Supplied passage:
....

The slaughter and destruction of jobs, roles and depts continues at KU relentlessly: Vice-Admiral, Gold Commandant and Failed Architect Steven ‘Two Jobs’ Speer, AKA the Grim Reaper, remains determined to save £20m in the financial year 2025-26, no matter how he does it or whose careers he destroys in the process. After all, he’s got a big vision for Knights Park car park, and he needs to find that lovely £23m from somewhere, so he can finance his giant new shiny building at Middle Mill and leave a ‘legacy’ with his name stuck somewhere on it.

The latest damaging cuts will come from a ‘consultation’ on the Student Directorate, which will review things such as Student hubs (which have only been in existence for two years but have been disastrous, and Spier approved them in the first place!) and inconveniences such as library books and librarians. After all, this is Kingston University: who needs books? Such old-fashioned things. And library staff? Far too many of them. A ‘self-help’ automated library will be far better, and take up much less space. If students want ‘information’ and knowledge, they can use Wikipedia instead. Simples.

As many KU staff are all too painfully aware, Spier and his Senior gang of Silver Shirkers have brought a whole new meaning to the word ‘consultation’: they have altered its OED definition and it now means, in KU parlance, ‘decision that’s already been made’. It’s a CONsultation designed to insult our intelligence: Spiersy likes to announce a ‘consultation’ every time he wants to make cuts so that it sounds all nice and democratic (and appeases the Board of Governors, who like to see what they regard as good public relations), but the reality is always that its just a farcical con: the decision has already been made and there will be no backing down. Any views from staff are just dumped in the bin. This was on full display yet again with the recent so-called ‘consultations’ in FBSS and KSA, and we all know the outcomes of those – they were fixed (and fixed well in advance). Careers destroyed, departments wrecked. And all because the VC has been grossly incompetent when it comes to the proper management of KU’s finances.

....

(Collected data entries)
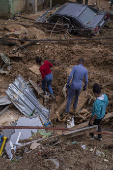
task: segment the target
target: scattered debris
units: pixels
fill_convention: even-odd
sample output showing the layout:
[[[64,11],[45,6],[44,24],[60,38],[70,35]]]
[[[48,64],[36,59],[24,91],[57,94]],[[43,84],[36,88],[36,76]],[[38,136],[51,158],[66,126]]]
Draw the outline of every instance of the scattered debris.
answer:
[[[32,67],[29,68],[33,73],[36,75],[40,75],[39,67],[37,65],[33,65]]]
[[[40,146],[40,143],[32,143],[31,146],[30,146],[30,149],[34,150],[39,146]]]
[[[31,116],[33,114],[40,115],[44,123],[49,120],[49,110],[39,103],[34,93],[20,75],[9,85],[6,94],[25,116]]]
[[[3,53],[1,53],[1,59],[2,59],[2,64],[1,64],[1,68],[0,68],[0,73],[8,74],[9,71],[11,70],[10,59],[8,57],[6,57]],[[7,70],[4,70],[5,68]]]
[[[9,100],[9,97],[7,95],[0,97],[0,105],[1,106],[8,105],[8,104],[11,104],[11,101]]]
[[[81,145],[81,147],[82,147],[83,149],[86,149],[86,145]]]

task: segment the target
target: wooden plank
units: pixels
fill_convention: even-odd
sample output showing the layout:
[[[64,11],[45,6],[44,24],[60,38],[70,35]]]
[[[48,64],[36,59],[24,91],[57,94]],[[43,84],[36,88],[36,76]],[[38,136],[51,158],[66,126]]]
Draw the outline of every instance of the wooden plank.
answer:
[[[37,85],[37,83],[35,83],[32,80],[29,80],[29,82],[31,83],[31,85],[34,87],[34,89],[37,91],[38,95],[41,95],[43,93],[43,90],[41,89],[41,87],[39,87]]]
[[[36,75],[40,75],[39,66],[37,65],[33,65],[32,67],[29,68],[29,70],[35,73]]]
[[[78,130],[74,130],[71,132],[64,132],[63,135],[70,137],[75,137],[75,136],[80,136],[80,135],[84,135],[84,134],[89,134],[91,132],[95,132],[97,131],[98,125],[94,125],[94,126],[88,126],[85,128],[81,128]]]

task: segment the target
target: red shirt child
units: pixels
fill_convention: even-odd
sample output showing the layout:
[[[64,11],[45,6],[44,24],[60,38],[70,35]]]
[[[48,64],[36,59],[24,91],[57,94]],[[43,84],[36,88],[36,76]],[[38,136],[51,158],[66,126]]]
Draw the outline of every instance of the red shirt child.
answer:
[[[41,65],[41,67],[39,68],[41,75],[42,75],[42,79],[45,78],[45,75],[48,75],[51,73],[50,68],[53,67],[53,65],[49,62],[49,61],[45,61],[43,65]]]

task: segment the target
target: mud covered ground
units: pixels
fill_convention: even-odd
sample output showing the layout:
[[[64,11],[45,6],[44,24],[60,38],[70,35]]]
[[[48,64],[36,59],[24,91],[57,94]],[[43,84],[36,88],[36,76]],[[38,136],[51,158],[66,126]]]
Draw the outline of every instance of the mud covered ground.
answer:
[[[11,26],[11,29],[18,31],[18,25],[23,25],[24,29],[28,27],[34,27],[32,21],[27,19],[18,18],[14,20],[0,20],[0,36],[3,37],[9,32],[6,29],[7,26]],[[40,27],[38,27],[40,29]],[[23,30],[23,29],[22,29]],[[44,31],[45,29],[41,29]],[[38,32],[39,33],[39,32]],[[38,34],[37,33],[37,34]],[[20,36],[20,35],[19,35]],[[21,37],[25,38],[26,34],[23,31]],[[30,31],[27,34],[27,38],[34,39],[34,32]],[[34,37],[34,38],[33,38]],[[9,37],[15,38],[15,37]],[[67,35],[48,33],[47,31],[42,34],[41,38],[53,38],[53,39],[65,39],[74,38],[76,41],[67,42],[38,42],[35,45],[28,46],[23,50],[19,50],[22,58],[12,58],[11,52],[16,50],[16,46],[0,45],[0,53],[4,53],[7,57],[11,58],[11,72],[8,75],[0,74],[0,95],[5,94],[5,90],[8,85],[14,81],[14,79],[21,74],[23,78],[28,81],[29,79],[35,82],[41,81],[41,76],[37,76],[29,70],[35,63],[35,57],[41,56],[43,61],[47,59],[53,64],[53,82],[52,88],[55,96],[59,96],[57,107],[59,107],[64,101],[62,89],[67,81],[69,72],[68,68],[74,66],[79,58],[85,60],[85,67],[88,69],[89,83],[87,92],[92,94],[92,85],[99,83],[102,87],[102,92],[106,93],[109,98],[109,106],[107,112],[113,112],[113,21],[111,20],[106,27],[96,37],[92,38],[105,38],[101,40],[86,40],[86,37],[79,35]],[[85,40],[84,40],[85,39]],[[20,42],[16,41],[19,45]],[[21,43],[22,44],[22,43]],[[22,44],[24,45],[24,43]],[[93,94],[92,94],[93,95]],[[86,107],[86,106],[85,106]],[[91,107],[90,105],[87,107]],[[18,113],[17,110],[15,112]],[[111,127],[111,123],[107,124],[108,128]],[[104,127],[103,127],[104,128]],[[74,140],[78,141],[77,144],[72,144]],[[57,169],[55,164],[49,159],[57,159],[59,162],[59,169],[61,170],[112,170],[113,169],[113,136],[103,135],[103,141],[97,140],[90,141],[89,137],[81,137],[79,139],[73,139],[73,141],[64,142],[59,146],[44,145],[41,150],[36,149],[30,153],[26,153],[24,157],[17,161],[11,161],[6,158],[0,159],[1,170],[52,170]],[[86,145],[86,149],[81,148],[81,145]],[[93,148],[93,151],[90,149]],[[104,154],[99,156],[96,154],[96,150],[103,152]]]

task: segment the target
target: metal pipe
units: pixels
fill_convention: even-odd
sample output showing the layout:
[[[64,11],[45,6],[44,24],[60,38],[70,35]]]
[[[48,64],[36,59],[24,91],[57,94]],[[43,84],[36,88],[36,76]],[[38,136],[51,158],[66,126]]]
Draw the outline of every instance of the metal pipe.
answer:
[[[0,126],[0,129],[45,129],[45,130],[73,131],[73,129],[67,128],[40,127],[40,126]]]

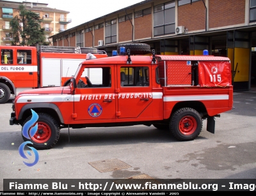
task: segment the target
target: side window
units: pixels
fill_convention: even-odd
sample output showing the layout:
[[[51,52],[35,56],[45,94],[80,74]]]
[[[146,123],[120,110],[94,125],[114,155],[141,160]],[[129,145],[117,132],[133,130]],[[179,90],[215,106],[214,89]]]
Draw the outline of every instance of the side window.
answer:
[[[148,86],[150,84],[148,67],[121,67],[120,78],[121,86]]]
[[[2,64],[13,64],[12,50],[1,50],[1,59]]]
[[[78,82],[77,87],[111,87],[110,67],[85,68]]]
[[[31,50],[17,50],[17,60],[18,64],[31,64]]]

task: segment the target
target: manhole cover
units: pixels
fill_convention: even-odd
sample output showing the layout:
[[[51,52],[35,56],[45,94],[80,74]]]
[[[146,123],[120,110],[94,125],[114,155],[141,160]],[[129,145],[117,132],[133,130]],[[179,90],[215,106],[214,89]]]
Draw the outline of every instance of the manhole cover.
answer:
[[[90,162],[88,163],[100,172],[107,172],[131,167],[131,166],[117,158],[103,161],[97,161]]]
[[[160,182],[148,175],[141,174],[125,179],[114,181],[116,184],[125,185],[123,189],[126,191],[145,191],[148,190],[157,190]],[[134,186],[135,185],[135,186]]]

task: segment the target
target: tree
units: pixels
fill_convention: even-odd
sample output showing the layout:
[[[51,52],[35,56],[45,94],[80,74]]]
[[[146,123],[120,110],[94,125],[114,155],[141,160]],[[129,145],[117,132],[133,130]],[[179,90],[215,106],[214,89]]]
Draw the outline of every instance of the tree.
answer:
[[[10,22],[13,30],[13,44],[35,46],[45,45],[44,28],[41,28],[42,19],[36,13],[26,10],[23,4],[19,6],[19,15],[16,15]],[[20,39],[21,37],[21,40]]]

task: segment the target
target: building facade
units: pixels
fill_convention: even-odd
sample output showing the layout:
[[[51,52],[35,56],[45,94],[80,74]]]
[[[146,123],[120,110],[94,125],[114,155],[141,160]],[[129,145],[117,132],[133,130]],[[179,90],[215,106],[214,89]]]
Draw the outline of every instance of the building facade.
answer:
[[[228,57],[234,89],[256,85],[256,0],[145,0],[51,36],[54,45],[145,43],[156,54]]]
[[[23,1],[0,1],[0,45],[11,45],[12,41],[12,28],[10,21],[19,15],[18,8],[23,4],[27,10],[38,13],[43,19],[42,27],[45,27],[46,40],[52,43],[48,38],[51,36],[67,29],[67,24],[71,19],[67,19],[68,11],[47,7],[47,4]]]

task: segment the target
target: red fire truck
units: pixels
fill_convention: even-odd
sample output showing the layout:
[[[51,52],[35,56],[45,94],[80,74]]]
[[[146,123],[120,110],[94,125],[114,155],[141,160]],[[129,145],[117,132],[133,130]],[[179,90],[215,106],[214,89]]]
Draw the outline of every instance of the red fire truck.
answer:
[[[88,52],[107,56],[95,48],[0,46],[0,103],[26,89],[62,86]]]
[[[67,86],[20,93],[10,124],[23,126],[32,110],[37,113],[38,130],[30,141],[38,149],[53,147],[66,128],[153,125],[187,141],[198,137],[207,119],[207,130],[214,133],[215,117],[232,108],[230,59],[132,51],[122,47],[111,57],[90,55],[94,58],[81,63]],[[98,82],[83,76],[86,69],[100,72]]]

....

Study questions:
1. Edit the passage about cuts at Kingston University: reproduce the stretch from "The latest damaging" through "Wikipedia instead. Simples.", changing "Wikipedia" to "search engines".
2. Proceed with the passage about cuts at Kingston University, picking up after its final sentence.

Replies:
1.
The latest damaging cuts will come from a ‘consultation’ on the Student Directorate, which will review things such as Student hubs (which have only been in existence for two years but have been disastrous, and Spier approved them in the first place!) and inconveniences such as library books and librarians. After all, this is Kingston University: who needs books? Such old-fashioned things. And library staff? Far too many of them. A ‘self-help’ automated library will be far better, and take up much less space. If students want ‘information’ and knowledge, they can use search engines instead. Simples.

2.
Now the Uni faces the latest round in the ongoing slaughter: a ‘Redesign’ of the Student Directorate (which means, of course, reductions in staff), and an ‘external’ Review of Library and Learning Services. All this will include the relocation of Enterprise Education from Academic Services into Student Development and Graduate Success (meaning a reduction in staff), and loads of money spent on external consultants for the ‘Review’ of Library and Learning Services. More money down the drain. What a tragic farce.

Spiersy, as usual, never explains how using ‘external’ consultants will lead to cost-savings (the paradox where, in order to cut staff costs, you spend tons of banknotes on getting advice from ‘external’ consultants who are supposedly experts on how to get rid of staff and make savings). He just ignores such points, and ploughs on regardless. It’s the economics of the Madhouse, or should we just say the ‘Town House’? In other words, it is Spiersy’s ‘Clown House Strategy’ in full and hideous action again.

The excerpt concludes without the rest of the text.